→ **What the task requires**
Output the data that follows exactly, line for line.

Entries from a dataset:
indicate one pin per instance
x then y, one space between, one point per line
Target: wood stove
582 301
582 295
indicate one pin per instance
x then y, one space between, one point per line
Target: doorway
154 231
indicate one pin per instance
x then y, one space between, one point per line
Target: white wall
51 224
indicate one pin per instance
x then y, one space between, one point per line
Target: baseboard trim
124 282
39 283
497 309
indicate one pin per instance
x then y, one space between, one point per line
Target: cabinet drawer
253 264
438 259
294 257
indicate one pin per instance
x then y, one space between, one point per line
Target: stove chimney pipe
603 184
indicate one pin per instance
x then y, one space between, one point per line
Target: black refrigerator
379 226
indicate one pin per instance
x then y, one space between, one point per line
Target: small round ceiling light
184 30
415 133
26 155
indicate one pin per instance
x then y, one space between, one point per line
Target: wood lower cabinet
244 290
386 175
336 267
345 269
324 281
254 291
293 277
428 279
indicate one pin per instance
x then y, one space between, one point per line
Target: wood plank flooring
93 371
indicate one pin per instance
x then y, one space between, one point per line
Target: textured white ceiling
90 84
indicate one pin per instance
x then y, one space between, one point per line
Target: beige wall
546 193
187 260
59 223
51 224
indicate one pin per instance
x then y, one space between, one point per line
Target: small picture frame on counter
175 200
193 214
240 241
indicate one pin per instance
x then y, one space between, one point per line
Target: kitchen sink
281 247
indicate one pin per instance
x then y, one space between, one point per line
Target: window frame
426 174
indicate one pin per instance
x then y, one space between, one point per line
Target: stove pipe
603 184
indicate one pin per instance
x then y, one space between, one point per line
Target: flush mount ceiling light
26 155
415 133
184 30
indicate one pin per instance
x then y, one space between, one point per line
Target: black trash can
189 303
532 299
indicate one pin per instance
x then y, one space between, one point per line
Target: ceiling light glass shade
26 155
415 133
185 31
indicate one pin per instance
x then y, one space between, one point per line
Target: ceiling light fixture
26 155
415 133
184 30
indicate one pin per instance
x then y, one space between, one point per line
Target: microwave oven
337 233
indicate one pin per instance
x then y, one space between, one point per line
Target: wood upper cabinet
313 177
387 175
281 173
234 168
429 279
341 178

→ **Complete answer**
indicate one pin per instance
x then y, one space between, one point per line
Target: wood stove
582 301
582 295
indicate one pin per instance
x then y, one space between, one point per line
Target: doorway
154 231
indicate one pin per instance
x then y, one space between, one point per line
Target: white wall
51 224
indicate one pin per instance
x then y, one space between, one point per line
Target: baseboard trim
124 282
39 283
497 309
indicate one pin per instance
x then y, one space between, one point per line
Target: cabinet drawer
253 264
438 259
294 257
indicate one pin per instance
x then y, one space between, one point per line
Target: stove chimney pipe
603 184
indicate one pin per instance
x then y, one space between, one point per line
Target: black refrigerator
379 226
indicate one pin per instance
x then y, one space between, one point per line
Target: small round ceiling light
184 30
415 133
26 155
indicate one pin per instance
x then y, one space between, one point per line
Target: wood lower cabinet
244 290
386 175
336 267
345 269
324 281
254 291
293 277
428 279
indicate one pin per instance
x then y, one space between, one point per line
Target: wood plank flooring
93 371
indicate one pin per instance
x then y, one space between, one point per line
Target: textured white ceiling
90 84
indicate one pin per instance
x then y, one space between, one point per line
Target: beige wall
546 193
187 260
59 223
51 224
indicate one pin per instance
x then y, one space between, one point per line
Target: small picture frame on counter
175 200
193 214
240 241
indicate one pin per instance
x then y, one space between, one point per line
Target: kitchen sink
281 247
indicate one pin per instance
x then y, one space between, one point per line
Target: window frame
426 174
indicate one pin per instance
x then y, one space between, one point per line
Target: stove pipe
603 184
indicate one pin per instance
x then y, one space between, one point per line
Target: flush mount ceiling light
26 155
415 133
184 30
indicate one pin per instance
x then y, one space between, one point per line
Target: black trash can
189 303
532 299
indicate one pin per instance
x then y, one space between, one point per line
Target: ceiling light glass shade
26 155
415 133
185 31
indicate one pin per instance
x then y, one space between, one point per line
Target: ceiling light fixture
26 155
415 133
184 30
indicate one pin per instance
x then y, one space between, one point per line
Target: microwave oven
337 233
indicate one pin per instance
x then y, one space between, one point per line
Target: wood upper cabinet
313 177
387 175
281 173
234 168
429 279
341 178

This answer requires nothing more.